Start

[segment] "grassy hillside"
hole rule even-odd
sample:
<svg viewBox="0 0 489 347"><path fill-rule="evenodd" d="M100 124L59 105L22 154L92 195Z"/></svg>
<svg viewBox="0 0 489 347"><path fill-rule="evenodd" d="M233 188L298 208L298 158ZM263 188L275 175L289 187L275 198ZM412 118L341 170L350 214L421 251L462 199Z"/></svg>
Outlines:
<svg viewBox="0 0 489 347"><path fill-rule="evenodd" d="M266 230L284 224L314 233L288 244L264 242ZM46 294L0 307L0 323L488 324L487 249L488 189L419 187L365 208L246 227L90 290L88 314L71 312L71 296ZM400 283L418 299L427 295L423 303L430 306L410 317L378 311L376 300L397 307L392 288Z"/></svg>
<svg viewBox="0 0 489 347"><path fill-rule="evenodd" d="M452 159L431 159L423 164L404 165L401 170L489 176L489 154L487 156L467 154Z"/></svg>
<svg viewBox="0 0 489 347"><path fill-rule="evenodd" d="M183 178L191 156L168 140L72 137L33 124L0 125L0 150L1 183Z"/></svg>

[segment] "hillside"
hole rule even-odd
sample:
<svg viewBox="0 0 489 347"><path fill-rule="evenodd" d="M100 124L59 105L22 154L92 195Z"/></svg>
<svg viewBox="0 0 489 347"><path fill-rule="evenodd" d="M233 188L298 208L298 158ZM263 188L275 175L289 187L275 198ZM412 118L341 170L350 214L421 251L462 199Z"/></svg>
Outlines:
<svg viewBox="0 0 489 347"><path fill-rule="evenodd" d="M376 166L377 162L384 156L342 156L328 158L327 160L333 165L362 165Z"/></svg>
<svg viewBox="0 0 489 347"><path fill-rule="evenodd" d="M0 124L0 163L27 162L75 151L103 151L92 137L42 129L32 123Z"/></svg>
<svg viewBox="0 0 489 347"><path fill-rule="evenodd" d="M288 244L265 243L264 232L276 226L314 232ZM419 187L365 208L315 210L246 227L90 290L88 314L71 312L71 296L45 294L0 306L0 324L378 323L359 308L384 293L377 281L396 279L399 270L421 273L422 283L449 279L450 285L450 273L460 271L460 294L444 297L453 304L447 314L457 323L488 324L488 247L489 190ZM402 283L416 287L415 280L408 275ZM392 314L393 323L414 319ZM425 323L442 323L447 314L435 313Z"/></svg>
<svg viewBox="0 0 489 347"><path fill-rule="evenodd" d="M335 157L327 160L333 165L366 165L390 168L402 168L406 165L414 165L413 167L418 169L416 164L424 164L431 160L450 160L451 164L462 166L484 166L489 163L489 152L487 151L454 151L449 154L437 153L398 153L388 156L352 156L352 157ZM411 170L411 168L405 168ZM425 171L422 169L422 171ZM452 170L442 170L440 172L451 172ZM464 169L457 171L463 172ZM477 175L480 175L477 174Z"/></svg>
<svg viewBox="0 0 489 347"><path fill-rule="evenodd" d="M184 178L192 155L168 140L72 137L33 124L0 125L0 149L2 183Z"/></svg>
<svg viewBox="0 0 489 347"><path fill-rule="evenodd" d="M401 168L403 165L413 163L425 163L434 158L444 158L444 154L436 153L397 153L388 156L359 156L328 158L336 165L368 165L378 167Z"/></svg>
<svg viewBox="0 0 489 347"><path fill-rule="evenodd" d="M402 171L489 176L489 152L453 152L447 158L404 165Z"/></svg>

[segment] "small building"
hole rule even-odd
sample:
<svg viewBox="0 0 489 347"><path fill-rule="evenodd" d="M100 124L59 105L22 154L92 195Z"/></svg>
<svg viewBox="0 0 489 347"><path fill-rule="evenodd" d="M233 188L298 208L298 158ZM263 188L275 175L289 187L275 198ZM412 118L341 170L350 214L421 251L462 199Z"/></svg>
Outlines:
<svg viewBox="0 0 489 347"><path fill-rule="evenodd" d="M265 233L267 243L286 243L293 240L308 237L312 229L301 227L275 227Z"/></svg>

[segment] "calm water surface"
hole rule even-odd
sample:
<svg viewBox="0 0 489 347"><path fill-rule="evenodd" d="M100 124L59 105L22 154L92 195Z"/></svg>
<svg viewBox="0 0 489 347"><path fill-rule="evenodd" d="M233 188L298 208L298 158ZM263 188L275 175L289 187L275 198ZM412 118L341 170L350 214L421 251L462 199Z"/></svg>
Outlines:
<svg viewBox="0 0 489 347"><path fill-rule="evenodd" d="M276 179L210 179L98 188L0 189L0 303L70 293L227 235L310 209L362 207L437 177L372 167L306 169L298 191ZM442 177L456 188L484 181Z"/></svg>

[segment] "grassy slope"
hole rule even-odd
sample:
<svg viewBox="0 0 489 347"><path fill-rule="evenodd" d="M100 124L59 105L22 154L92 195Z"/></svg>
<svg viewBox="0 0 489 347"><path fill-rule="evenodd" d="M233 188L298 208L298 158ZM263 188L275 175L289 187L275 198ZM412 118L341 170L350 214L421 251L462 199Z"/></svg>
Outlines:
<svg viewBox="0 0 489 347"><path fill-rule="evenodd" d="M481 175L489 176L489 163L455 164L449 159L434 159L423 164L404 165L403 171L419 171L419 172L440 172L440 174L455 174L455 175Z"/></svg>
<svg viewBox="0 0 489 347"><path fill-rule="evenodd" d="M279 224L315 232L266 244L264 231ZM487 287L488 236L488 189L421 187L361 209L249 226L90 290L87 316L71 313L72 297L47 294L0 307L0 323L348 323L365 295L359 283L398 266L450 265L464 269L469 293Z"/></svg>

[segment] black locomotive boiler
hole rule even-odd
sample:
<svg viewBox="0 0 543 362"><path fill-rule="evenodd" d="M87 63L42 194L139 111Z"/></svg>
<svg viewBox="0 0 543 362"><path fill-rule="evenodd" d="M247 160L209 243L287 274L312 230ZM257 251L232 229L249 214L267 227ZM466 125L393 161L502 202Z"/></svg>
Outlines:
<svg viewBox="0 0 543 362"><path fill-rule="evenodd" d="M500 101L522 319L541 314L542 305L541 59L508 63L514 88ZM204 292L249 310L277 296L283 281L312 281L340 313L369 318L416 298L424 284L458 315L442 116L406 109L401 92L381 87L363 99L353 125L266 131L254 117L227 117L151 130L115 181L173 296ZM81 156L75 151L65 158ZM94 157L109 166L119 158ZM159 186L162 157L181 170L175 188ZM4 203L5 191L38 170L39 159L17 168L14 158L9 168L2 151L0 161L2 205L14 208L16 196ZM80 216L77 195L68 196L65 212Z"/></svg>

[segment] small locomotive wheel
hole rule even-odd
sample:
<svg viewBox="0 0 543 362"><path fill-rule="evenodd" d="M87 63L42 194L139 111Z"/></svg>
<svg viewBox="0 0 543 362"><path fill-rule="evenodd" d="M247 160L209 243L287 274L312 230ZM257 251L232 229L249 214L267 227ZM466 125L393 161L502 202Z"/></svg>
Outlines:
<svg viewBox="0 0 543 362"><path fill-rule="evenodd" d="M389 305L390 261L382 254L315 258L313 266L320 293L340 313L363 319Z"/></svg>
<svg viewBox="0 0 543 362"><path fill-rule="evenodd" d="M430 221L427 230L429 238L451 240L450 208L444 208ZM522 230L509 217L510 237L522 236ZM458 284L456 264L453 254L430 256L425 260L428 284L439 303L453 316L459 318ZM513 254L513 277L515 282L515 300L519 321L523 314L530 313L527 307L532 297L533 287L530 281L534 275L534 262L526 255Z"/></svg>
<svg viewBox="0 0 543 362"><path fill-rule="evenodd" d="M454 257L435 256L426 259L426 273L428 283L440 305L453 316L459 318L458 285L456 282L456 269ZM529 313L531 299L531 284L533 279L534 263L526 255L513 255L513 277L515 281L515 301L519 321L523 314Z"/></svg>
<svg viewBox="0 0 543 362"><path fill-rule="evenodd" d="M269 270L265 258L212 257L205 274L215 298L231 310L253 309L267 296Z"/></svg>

End

### What to do
Set out exactly the run of lines that begins at the line holding "[segment] small locomotive wheel" and ends at the last line of the data.

### Solved problem
[segment] small locomotive wheel
hole rule even-odd
sample:
<svg viewBox="0 0 543 362"><path fill-rule="evenodd" d="M87 63L42 194L139 111Z"/></svg>
<svg viewBox="0 0 543 362"><path fill-rule="evenodd" d="M247 160L209 243L287 274L312 230ZM257 251L232 229L249 214L267 227ZM466 125L393 161L502 202Z"/></svg>
Outlines:
<svg viewBox="0 0 543 362"><path fill-rule="evenodd" d="M389 305L390 261L382 254L315 258L313 266L320 293L340 313L363 319Z"/></svg>
<svg viewBox="0 0 543 362"><path fill-rule="evenodd" d="M430 221L427 230L429 238L451 240L450 208L444 208ZM522 230L509 217L510 237L522 236ZM458 284L456 264L453 254L430 256L425 260L428 284L439 303L453 316L459 318ZM513 254L513 277L515 282L515 300L519 321L523 314L530 313L527 307L532 297L533 287L530 281L534 275L534 262L526 255Z"/></svg>
<svg viewBox="0 0 543 362"><path fill-rule="evenodd" d="M454 257L435 256L426 259L426 273L428 283L440 305L453 316L459 318L458 285L456 282L456 269ZM529 313L531 299L531 284L533 279L534 263L526 255L513 255L513 277L515 281L515 301L519 321L523 314Z"/></svg>
<svg viewBox="0 0 543 362"><path fill-rule="evenodd" d="M269 270L265 258L212 257L205 274L215 298L231 310L253 309L267 296Z"/></svg>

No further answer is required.